Exercise objective
In the entries below, find the line containing "Target: white yacht", then copy it and every later line exactly, ending with the last line.

[Source data — start]

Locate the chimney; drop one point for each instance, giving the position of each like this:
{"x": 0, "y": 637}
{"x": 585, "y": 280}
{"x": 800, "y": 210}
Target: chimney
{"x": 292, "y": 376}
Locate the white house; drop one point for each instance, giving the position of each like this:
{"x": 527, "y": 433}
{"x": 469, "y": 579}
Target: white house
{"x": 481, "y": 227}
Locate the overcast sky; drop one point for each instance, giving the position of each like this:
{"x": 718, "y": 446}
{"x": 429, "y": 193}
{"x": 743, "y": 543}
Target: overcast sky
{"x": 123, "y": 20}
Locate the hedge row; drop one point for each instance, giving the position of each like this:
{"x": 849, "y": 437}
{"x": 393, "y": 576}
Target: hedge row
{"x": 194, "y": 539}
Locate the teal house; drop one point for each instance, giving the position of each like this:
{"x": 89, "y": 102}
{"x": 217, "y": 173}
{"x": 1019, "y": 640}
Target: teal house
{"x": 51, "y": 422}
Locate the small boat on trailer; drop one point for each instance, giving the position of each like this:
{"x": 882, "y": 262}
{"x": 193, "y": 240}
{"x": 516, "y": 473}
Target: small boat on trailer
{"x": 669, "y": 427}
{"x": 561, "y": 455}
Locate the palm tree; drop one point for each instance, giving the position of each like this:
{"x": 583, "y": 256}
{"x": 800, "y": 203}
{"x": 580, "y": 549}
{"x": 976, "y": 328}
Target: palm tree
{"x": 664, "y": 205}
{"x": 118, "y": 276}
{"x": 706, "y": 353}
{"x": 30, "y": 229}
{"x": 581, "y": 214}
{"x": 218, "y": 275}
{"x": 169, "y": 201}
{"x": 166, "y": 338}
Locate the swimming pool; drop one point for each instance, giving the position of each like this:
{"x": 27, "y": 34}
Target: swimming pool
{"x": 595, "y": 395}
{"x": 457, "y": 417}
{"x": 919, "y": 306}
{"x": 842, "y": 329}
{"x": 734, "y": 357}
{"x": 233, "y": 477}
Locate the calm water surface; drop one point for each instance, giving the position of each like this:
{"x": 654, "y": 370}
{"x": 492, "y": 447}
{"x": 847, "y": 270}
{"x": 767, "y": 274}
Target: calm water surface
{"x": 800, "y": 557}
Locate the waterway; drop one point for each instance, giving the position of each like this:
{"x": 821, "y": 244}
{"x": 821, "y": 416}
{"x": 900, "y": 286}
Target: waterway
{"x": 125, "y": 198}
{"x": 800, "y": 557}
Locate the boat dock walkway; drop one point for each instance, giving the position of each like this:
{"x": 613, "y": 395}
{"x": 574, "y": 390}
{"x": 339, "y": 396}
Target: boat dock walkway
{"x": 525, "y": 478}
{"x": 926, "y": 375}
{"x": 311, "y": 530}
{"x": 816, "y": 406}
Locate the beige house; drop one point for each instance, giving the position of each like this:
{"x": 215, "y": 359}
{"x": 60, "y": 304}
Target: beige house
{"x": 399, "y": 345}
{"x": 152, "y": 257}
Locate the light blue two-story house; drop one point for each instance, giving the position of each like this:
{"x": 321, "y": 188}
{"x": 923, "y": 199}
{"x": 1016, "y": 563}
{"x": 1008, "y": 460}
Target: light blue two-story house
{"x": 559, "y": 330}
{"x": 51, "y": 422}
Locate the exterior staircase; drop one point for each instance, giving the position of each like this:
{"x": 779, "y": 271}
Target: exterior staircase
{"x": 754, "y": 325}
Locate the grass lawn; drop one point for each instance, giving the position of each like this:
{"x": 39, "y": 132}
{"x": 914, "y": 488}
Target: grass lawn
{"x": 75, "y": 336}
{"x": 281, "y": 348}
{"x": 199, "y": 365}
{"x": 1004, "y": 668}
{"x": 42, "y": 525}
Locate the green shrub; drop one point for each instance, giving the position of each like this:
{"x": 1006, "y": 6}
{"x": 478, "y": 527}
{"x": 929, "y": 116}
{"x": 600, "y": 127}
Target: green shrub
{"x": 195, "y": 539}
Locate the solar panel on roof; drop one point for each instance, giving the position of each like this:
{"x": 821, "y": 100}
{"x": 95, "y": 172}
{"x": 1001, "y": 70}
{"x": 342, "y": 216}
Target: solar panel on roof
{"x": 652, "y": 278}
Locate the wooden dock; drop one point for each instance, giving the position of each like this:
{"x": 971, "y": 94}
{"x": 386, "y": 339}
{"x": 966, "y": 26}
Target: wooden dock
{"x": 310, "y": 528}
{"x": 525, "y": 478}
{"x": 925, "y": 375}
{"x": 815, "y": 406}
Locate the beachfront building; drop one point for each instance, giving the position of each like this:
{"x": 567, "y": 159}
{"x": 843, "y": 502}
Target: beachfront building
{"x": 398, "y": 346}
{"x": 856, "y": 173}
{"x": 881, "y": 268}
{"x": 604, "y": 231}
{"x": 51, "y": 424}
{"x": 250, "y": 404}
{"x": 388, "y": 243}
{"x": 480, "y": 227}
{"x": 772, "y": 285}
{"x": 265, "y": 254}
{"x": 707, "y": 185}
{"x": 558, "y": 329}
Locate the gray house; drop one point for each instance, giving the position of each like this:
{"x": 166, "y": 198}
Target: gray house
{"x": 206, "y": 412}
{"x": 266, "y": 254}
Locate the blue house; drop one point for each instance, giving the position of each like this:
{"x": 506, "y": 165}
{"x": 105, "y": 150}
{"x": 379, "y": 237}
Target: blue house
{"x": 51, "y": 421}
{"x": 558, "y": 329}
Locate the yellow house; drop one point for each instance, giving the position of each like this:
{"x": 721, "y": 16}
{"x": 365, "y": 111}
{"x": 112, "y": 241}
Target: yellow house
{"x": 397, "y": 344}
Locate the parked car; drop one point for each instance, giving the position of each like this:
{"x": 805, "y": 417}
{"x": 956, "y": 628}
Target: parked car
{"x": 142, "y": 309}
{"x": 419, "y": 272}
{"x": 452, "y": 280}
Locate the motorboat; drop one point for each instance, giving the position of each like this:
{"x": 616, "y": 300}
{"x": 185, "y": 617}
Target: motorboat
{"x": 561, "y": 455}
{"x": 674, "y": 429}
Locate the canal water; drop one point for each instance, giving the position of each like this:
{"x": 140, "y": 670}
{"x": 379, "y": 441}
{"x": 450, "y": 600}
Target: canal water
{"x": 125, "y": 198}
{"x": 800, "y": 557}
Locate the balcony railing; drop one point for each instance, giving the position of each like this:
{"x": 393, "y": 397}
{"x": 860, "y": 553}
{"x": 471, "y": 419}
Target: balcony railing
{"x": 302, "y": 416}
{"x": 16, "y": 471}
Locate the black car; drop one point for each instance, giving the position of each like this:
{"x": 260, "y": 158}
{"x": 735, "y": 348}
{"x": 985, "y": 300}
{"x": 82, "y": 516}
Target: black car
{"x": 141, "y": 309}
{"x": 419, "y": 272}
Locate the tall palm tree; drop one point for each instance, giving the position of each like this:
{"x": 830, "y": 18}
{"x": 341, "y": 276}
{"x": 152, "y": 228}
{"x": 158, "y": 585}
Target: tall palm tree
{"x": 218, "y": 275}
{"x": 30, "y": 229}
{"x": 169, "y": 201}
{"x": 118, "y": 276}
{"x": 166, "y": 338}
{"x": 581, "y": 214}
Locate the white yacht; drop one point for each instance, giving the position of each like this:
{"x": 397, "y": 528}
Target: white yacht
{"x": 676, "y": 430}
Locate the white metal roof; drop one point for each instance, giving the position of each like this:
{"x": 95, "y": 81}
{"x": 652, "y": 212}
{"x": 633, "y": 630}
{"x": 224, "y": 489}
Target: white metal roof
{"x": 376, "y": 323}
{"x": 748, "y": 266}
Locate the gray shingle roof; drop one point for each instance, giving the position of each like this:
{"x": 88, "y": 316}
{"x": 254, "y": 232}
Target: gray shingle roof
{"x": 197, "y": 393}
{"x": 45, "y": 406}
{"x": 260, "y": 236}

[Source data — finish]

Exercise solution
Target: white yacht
{"x": 676, "y": 430}
Locate the white metal roof; drop one point for each instance, giving the position of each like this:
{"x": 95, "y": 81}
{"x": 652, "y": 212}
{"x": 633, "y": 630}
{"x": 224, "y": 489}
Target: white metal roof
{"x": 376, "y": 323}
{"x": 748, "y": 266}
Locate the gray shingle roof; drop one point for each instance, giving the position of each like this:
{"x": 88, "y": 316}
{"x": 254, "y": 232}
Target: gray shingle roof
{"x": 197, "y": 393}
{"x": 45, "y": 406}
{"x": 260, "y": 236}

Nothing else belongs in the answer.